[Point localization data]
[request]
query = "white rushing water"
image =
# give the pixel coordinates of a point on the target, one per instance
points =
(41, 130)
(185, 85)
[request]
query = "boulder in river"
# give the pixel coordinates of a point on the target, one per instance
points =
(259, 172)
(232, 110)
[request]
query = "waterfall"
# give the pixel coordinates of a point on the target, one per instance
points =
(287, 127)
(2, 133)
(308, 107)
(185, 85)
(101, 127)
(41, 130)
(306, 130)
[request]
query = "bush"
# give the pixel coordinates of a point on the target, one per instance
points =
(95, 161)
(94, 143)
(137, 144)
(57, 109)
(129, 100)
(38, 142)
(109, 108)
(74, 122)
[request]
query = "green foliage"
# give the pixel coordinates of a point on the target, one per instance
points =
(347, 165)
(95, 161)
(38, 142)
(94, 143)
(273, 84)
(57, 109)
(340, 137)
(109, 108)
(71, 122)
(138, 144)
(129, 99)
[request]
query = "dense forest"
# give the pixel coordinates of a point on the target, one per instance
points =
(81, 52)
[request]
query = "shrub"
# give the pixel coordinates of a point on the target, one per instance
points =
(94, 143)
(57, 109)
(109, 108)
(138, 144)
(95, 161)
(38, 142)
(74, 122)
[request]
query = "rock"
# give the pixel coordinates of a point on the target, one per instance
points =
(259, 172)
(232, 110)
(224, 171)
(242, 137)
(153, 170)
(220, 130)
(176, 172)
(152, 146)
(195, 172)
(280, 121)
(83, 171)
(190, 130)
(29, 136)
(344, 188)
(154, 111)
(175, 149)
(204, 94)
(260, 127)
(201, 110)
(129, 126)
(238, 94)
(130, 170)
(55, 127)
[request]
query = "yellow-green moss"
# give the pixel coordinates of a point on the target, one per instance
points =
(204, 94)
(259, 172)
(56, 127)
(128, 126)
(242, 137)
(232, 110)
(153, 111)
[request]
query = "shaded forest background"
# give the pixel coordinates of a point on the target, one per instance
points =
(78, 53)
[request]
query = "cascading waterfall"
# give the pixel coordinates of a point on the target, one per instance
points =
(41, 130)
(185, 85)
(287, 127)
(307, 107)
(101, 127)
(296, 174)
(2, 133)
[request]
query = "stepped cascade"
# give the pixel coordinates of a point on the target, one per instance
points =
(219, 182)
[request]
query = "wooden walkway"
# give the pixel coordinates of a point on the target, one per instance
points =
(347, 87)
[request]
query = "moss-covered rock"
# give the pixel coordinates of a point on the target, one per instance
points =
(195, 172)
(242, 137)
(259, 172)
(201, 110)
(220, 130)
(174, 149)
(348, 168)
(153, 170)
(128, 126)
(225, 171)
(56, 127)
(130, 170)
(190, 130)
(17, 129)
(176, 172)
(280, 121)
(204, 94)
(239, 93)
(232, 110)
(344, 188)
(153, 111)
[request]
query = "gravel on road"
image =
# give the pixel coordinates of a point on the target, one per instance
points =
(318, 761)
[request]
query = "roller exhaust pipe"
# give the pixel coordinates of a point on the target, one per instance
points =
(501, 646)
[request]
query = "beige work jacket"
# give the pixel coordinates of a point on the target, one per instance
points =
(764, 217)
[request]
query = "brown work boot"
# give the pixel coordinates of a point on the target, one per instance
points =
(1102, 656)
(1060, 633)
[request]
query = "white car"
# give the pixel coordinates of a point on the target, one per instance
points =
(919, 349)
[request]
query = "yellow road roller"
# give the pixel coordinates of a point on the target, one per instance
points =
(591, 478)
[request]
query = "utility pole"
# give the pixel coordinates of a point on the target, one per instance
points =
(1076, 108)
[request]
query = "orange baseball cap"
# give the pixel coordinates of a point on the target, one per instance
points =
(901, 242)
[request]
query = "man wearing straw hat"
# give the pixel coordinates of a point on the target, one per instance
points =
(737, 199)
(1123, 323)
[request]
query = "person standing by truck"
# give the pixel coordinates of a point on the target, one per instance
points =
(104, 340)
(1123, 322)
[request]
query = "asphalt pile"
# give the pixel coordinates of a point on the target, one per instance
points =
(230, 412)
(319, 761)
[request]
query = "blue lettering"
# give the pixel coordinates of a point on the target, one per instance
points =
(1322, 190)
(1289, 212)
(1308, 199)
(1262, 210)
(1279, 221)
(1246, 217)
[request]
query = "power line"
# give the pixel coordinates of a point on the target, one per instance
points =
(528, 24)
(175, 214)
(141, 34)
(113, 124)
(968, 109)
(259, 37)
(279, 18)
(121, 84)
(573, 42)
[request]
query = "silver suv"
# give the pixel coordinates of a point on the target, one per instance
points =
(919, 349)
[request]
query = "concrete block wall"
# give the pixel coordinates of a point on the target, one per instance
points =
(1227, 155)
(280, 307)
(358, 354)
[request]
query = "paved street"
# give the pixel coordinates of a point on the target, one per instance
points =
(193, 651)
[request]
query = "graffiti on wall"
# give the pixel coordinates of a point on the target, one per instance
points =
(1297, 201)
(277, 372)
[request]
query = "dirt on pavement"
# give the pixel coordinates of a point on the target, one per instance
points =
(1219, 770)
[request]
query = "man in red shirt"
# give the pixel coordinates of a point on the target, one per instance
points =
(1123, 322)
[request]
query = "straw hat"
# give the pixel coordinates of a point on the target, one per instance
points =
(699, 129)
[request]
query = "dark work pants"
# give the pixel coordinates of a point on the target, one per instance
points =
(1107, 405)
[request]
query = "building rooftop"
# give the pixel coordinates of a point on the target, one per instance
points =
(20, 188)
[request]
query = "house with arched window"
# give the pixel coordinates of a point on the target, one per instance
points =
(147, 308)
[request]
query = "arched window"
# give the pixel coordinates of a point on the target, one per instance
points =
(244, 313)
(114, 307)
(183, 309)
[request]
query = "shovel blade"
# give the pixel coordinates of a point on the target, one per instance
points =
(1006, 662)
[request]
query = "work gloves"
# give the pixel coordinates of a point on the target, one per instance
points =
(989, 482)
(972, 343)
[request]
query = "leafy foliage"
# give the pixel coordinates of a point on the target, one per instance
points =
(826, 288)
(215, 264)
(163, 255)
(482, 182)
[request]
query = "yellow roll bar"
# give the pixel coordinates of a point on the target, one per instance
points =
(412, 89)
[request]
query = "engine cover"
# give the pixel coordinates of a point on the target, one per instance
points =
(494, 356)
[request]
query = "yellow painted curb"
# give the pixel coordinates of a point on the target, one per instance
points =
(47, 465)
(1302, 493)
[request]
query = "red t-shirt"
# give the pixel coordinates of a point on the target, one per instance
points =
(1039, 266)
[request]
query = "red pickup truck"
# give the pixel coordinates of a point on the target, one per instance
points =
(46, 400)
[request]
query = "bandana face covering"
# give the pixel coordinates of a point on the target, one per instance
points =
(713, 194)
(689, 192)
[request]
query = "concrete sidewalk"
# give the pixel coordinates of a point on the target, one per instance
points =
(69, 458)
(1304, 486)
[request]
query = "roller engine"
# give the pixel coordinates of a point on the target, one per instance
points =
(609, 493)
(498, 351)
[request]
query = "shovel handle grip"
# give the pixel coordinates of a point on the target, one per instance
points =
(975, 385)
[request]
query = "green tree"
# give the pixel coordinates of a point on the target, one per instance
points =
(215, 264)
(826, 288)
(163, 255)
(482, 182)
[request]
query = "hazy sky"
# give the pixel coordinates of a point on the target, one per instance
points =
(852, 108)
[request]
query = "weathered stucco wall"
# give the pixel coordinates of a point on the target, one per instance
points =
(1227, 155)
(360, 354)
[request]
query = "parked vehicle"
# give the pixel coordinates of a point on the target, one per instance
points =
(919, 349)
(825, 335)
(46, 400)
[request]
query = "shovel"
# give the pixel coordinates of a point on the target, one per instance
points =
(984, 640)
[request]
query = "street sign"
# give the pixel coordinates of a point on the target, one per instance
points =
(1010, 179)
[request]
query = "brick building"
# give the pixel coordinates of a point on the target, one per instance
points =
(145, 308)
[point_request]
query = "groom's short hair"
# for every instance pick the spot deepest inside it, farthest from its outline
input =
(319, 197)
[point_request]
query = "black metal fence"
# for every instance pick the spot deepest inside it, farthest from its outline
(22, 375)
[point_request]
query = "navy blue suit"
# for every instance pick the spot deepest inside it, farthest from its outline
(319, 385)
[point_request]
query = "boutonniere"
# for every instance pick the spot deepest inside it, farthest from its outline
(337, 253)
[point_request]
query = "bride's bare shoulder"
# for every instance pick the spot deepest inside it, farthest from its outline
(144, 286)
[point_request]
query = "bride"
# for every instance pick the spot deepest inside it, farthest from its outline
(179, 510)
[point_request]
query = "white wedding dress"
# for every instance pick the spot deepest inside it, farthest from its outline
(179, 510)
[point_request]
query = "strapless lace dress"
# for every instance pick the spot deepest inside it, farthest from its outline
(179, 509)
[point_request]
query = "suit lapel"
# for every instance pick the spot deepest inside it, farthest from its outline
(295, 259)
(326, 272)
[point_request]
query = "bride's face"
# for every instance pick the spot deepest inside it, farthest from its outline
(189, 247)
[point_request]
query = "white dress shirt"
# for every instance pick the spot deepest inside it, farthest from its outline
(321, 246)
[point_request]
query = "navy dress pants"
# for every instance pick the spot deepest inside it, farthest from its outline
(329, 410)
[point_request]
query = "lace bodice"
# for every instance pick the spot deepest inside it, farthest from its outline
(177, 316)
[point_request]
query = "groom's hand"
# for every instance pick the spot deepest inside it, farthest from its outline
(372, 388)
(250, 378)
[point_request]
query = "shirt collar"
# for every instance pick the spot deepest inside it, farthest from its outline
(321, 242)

Work request: Look for the string "arched" in the entries above. Copy every line that has it.

Exercise output:
query = "house with arched window"
query = "arched window"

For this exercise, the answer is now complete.